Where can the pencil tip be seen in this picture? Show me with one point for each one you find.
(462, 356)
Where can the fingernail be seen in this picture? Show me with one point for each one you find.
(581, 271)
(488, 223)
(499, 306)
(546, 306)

Short task
Please convert the rows above into a JSON list of strings with one string per line, omitting blank lines.

Reply to the exercise
[
  "Where can the pencil tip be seen in this picture? Show me with one point for each one you find.",
  "(462, 356)",
  "Where can the fingernail be seen in this picture? Show me with one point for each one you find.",
  "(581, 271)",
  "(488, 223)",
  "(499, 306)",
  "(546, 306)"
]